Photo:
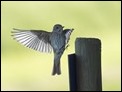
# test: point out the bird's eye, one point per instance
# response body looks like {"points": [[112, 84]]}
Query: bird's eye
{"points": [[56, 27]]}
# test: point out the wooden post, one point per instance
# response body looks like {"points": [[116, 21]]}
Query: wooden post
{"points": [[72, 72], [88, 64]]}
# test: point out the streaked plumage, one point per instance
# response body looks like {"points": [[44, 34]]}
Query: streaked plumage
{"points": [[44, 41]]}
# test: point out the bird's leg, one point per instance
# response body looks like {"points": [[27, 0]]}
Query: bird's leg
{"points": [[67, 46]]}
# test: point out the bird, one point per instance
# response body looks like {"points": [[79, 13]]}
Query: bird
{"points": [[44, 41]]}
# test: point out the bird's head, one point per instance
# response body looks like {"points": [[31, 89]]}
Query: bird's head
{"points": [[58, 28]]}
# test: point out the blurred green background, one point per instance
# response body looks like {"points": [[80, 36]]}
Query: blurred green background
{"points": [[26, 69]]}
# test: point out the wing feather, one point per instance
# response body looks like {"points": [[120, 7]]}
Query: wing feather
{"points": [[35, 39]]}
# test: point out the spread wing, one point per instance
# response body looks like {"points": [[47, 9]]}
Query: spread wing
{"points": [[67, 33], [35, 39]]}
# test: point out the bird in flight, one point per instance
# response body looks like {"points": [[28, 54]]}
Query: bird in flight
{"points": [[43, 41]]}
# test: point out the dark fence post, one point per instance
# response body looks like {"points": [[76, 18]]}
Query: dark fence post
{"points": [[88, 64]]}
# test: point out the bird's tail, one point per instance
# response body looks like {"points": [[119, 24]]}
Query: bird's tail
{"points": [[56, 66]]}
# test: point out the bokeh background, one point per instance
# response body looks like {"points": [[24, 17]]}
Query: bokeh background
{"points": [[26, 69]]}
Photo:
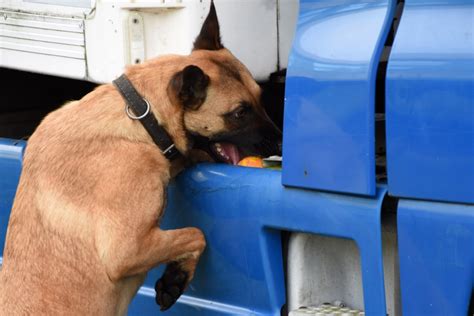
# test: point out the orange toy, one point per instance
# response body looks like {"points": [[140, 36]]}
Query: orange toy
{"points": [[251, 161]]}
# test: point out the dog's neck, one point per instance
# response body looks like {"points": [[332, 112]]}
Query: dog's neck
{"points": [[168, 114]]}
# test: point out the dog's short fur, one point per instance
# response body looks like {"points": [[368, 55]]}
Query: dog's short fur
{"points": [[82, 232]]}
++++++++++
What is needed:
Rewrite the listing starting with the line that contains "# test: point out the spread" and going on through the end of the listing, changing "one point per instance" to "one point for each instance" and leaving everything else as it is. Omit the pictures from your answer.

In response:
# test: point out the spread wing, one point for each instance
# response body looks like {"points": [[47, 9]]}
Query: spread wing
{"points": [[67, 33], [35, 39]]}
# test: point out the bird in flight, one point for each instance
# response body looks like {"points": [[28, 54]]}
Query: bird in flight
{"points": [[43, 41]]}
# test: point out the dark fence post, one point for each instance
# response body looks like {"points": [[76, 18]]}
Query: dark fence post
{"points": [[88, 64]]}
# test: point out the bird's tail, one point for each instance
# response body looks like {"points": [[119, 24]]}
Query: bird's tail
{"points": [[56, 66]]}
# test: point out the bokeh background, one point for each instance
# response body looks like {"points": [[24, 17]]}
Query: bokeh background
{"points": [[26, 69]]}
Photo:
# test: point out the orange toy, one point for each instance
# response body looks like {"points": [[140, 36]]}
Query: orange toy
{"points": [[251, 161]]}
# test: point out the dog's neck, one point for each instance
# response body looks like {"points": [[332, 112]]}
Query: dog's neck
{"points": [[168, 114]]}
# test: point out the dog's short fur, one point for each instance
# response body looks like {"points": [[368, 55]]}
Query: dog's short fur
{"points": [[82, 232]]}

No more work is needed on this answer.